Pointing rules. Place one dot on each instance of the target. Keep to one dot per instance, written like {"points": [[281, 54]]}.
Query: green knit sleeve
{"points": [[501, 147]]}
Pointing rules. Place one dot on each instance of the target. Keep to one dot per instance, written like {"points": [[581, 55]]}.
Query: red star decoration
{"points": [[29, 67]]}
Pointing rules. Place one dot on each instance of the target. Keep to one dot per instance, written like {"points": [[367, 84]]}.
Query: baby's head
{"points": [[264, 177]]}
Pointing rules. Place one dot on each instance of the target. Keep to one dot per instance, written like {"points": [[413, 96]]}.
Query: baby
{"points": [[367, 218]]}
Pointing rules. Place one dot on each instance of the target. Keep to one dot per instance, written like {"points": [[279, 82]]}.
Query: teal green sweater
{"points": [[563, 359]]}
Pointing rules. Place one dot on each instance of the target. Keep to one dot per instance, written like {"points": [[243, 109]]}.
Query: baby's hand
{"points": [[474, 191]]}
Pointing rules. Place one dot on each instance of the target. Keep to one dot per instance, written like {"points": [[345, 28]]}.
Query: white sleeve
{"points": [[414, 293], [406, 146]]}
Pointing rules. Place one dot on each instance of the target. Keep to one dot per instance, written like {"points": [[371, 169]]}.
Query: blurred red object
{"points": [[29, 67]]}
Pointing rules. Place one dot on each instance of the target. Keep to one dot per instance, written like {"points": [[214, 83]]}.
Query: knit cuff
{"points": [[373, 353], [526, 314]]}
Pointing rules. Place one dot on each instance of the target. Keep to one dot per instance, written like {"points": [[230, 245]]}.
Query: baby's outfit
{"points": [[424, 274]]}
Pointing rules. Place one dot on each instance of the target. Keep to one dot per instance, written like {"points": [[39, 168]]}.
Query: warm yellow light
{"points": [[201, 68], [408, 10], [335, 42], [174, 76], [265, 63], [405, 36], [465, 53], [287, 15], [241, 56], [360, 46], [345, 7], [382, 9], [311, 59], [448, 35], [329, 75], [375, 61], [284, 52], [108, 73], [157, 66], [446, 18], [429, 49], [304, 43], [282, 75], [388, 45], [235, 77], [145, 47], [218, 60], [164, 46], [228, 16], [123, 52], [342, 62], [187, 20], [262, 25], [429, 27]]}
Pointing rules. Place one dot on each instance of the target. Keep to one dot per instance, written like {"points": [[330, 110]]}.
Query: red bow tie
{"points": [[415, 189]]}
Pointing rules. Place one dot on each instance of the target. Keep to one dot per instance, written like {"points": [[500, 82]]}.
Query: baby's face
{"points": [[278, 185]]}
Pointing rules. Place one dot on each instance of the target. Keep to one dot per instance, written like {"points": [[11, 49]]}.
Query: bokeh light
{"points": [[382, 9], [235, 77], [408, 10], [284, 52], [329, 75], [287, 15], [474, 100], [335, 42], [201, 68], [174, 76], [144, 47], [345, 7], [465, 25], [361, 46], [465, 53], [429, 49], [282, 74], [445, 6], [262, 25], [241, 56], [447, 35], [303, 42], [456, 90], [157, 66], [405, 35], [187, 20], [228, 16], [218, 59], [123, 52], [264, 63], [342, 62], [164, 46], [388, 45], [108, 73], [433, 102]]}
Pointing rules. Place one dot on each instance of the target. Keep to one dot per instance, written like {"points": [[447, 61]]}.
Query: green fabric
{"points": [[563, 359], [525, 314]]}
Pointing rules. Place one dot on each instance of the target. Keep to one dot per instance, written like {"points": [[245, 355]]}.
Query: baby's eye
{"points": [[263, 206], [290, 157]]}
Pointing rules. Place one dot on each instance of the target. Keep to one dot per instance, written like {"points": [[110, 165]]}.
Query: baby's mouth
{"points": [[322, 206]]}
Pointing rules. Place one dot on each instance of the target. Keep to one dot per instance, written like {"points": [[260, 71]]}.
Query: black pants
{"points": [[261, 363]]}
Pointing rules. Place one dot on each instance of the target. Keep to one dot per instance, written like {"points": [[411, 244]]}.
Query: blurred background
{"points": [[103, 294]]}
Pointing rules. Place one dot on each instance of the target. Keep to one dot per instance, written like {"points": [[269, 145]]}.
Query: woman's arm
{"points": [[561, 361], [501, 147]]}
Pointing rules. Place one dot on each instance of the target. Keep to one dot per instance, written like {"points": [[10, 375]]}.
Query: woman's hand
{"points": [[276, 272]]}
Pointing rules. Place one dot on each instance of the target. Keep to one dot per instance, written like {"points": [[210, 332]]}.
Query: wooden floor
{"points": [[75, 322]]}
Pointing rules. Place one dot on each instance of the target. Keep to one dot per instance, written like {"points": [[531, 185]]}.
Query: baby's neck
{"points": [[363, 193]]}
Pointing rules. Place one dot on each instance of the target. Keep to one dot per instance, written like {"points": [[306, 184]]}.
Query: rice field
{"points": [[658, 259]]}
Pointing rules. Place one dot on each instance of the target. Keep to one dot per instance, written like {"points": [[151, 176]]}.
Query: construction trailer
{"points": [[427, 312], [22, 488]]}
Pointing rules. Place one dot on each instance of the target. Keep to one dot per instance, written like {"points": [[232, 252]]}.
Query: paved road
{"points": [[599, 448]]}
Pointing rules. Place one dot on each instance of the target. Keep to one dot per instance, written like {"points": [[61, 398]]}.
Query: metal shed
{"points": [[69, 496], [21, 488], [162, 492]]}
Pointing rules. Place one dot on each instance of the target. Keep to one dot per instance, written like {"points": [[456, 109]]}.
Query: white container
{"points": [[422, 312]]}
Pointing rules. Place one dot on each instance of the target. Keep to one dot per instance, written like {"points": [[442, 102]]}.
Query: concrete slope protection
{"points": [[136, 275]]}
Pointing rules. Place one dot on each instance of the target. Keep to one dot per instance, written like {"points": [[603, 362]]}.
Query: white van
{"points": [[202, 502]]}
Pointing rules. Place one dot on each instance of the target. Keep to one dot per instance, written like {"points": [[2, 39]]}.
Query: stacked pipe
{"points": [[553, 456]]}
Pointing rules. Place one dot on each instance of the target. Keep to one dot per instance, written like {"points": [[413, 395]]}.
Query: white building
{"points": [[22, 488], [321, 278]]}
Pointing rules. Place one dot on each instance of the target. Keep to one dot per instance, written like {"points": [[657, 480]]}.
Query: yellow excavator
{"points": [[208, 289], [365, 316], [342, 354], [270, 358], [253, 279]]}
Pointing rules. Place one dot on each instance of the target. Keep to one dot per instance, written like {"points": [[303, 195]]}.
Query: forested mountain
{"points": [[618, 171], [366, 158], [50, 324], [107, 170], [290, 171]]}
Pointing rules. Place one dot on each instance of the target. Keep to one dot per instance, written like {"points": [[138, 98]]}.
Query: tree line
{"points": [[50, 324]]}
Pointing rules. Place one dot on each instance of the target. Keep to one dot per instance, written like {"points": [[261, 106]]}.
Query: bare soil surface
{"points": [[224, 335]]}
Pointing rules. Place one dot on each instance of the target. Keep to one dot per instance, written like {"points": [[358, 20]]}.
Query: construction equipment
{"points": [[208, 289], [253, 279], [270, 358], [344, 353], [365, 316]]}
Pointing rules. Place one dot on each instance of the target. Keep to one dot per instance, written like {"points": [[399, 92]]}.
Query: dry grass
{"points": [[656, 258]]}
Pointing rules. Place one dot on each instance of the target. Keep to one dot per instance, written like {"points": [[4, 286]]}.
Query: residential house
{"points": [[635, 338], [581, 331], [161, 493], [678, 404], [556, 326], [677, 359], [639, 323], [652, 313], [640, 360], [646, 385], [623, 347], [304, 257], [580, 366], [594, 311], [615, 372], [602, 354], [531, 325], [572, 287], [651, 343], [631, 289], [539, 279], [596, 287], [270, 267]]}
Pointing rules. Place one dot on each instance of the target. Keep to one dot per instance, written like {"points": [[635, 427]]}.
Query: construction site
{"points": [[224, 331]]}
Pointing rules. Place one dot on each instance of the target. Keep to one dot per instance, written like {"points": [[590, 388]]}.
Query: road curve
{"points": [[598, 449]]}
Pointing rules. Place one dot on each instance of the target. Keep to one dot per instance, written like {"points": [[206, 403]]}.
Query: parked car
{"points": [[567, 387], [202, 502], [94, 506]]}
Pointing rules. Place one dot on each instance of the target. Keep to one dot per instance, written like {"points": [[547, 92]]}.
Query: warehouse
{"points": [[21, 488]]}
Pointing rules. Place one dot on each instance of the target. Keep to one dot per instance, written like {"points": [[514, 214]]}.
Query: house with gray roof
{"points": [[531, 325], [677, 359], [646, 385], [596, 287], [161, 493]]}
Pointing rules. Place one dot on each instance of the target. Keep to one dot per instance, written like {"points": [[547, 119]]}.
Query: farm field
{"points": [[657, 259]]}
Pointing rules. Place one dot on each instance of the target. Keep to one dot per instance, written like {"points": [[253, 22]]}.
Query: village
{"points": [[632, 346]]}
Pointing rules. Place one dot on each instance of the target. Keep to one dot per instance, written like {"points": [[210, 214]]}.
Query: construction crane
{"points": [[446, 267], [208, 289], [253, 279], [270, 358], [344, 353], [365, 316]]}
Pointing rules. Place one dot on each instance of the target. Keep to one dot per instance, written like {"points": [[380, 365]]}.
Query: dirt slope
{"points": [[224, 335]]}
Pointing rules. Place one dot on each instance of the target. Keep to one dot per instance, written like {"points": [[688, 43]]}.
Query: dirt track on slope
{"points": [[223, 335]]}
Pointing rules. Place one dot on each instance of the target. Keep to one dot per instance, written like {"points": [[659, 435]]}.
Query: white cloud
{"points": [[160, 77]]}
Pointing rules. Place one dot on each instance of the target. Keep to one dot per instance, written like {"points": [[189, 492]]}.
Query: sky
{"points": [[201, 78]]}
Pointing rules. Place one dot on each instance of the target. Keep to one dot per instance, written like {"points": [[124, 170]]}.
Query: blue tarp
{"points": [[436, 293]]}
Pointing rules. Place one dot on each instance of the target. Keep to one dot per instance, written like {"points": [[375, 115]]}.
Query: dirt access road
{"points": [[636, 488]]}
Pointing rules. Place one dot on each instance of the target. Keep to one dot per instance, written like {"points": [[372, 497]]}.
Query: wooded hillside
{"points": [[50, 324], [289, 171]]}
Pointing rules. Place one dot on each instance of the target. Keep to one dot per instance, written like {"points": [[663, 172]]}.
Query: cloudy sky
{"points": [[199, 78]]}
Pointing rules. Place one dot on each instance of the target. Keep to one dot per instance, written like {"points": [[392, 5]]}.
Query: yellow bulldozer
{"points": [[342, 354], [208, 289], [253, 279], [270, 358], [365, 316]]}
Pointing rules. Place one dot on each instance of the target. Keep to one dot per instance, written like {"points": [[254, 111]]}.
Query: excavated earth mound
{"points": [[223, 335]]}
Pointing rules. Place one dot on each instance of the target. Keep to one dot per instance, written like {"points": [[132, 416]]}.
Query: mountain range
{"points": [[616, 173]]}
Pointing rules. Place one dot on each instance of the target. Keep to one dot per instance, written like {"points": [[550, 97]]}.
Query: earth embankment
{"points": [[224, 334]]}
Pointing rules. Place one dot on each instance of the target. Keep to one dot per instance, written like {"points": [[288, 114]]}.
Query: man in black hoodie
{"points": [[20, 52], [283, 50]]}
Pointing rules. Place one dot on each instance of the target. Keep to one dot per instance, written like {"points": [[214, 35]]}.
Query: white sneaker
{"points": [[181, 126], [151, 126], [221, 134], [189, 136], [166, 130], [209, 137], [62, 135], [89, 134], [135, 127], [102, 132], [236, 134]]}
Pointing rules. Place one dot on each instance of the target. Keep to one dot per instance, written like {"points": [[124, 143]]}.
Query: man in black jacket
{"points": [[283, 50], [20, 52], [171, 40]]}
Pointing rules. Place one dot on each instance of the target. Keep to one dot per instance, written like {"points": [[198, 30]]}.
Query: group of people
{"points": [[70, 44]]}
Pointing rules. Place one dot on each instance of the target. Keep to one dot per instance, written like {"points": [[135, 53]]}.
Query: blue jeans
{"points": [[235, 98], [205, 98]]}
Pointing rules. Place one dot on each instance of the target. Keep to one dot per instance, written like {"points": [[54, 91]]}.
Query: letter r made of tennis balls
# # # # # # #
Problem statement - Nothing but the lines from the one with "Query: white sneaker" through the final line of the data belongs in the answer, and they must match exactly.

Exercise result -
Query: white sneaker
{"points": [[181, 126], [151, 126], [221, 134], [189, 136], [166, 130], [209, 137], [62, 135], [89, 134], [135, 127], [102, 132], [236, 134]]}
Pointing rules. Place one dot on each instance of the target. Keep to one dot per instance, written like {"points": [[124, 143]]}.
Query: man in black jacket
{"points": [[283, 50], [20, 52], [171, 40]]}
Pointing rules. Place one dot on each instance of the target. Keep to one dot per instance, written like {"points": [[198, 30]]}.
Query: group of people
{"points": [[70, 44]]}
Pointing rules. Place one dot on each instance of the target. Keep to one dot per instance, written like {"points": [[135, 53]]}.
Query: blue jeans
{"points": [[235, 98], [205, 98]]}
Pointing rules. Place one dot on each instance of the target. Keep to one dot per instance, written like {"points": [[54, 91]]}.
Query: letter r made of tennis balls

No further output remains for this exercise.